(DATA TO EXAMINE)

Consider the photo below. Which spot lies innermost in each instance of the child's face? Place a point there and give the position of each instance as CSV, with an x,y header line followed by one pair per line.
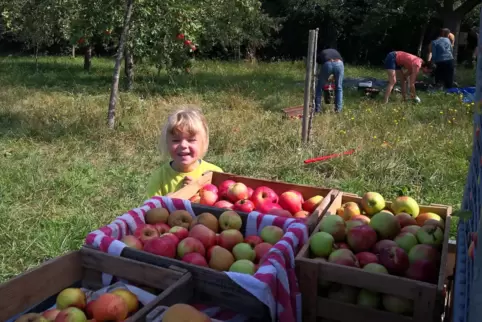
x,y
184,148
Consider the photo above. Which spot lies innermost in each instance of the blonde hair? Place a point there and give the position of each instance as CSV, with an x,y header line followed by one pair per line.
x,y
186,119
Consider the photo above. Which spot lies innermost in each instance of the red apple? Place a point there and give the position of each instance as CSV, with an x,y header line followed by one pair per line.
x,y
146,232
162,228
263,194
132,241
190,245
244,205
196,259
205,235
253,240
291,201
261,250
162,246
224,204
223,188
237,191
179,232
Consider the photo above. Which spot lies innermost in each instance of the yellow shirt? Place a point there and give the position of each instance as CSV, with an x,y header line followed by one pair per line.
x,y
166,180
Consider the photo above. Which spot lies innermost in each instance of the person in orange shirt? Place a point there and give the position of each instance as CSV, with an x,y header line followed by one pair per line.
x,y
394,62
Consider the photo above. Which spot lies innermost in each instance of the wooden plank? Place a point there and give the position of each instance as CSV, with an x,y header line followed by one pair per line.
x,y
345,312
131,270
34,286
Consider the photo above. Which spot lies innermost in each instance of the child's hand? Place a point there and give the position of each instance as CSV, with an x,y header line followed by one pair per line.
x,y
187,180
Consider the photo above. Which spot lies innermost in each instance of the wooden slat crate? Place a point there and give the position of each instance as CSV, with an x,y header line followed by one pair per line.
x,y
428,302
279,187
35,291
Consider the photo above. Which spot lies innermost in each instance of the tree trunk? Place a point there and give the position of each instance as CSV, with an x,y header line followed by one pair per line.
x,y
118,62
88,58
129,68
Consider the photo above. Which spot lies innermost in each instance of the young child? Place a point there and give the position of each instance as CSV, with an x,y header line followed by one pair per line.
x,y
185,138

(End DATA TO EXAMINE)

(TASK DETAILS)
Copy out exactly the line that holds "the child's hand?" and all remaining lines of the listing, both the first and the last included.

(EXERCISE SOLUTION)
Consider the photo above. Which spot lies innermost in each instance of the child's hand? Place a point there and give the position of each instance as CSV, with an x,y header line followed by one pair per line.
x,y
187,180
Consider the photo above. Which spot lies innermost in each instance of the wooden slat crate? Place a point there and give the position of each instance as CSV, with an x,y header line followed by one pair per line.
x,y
428,302
279,187
35,291
Consider the photo above. Which spot lies innermost in each instance of the tree trunk? Place a point there and give the position of each instance as CSV, with an x,y header line followed by one pair per line.
x,y
118,62
88,58
129,68
Consider the photo above. Which spot lies innermost in each instance of the young child? Place a point there and give the position of each instance as CSV, with an x,y header line followed by one pair per line.
x,y
185,138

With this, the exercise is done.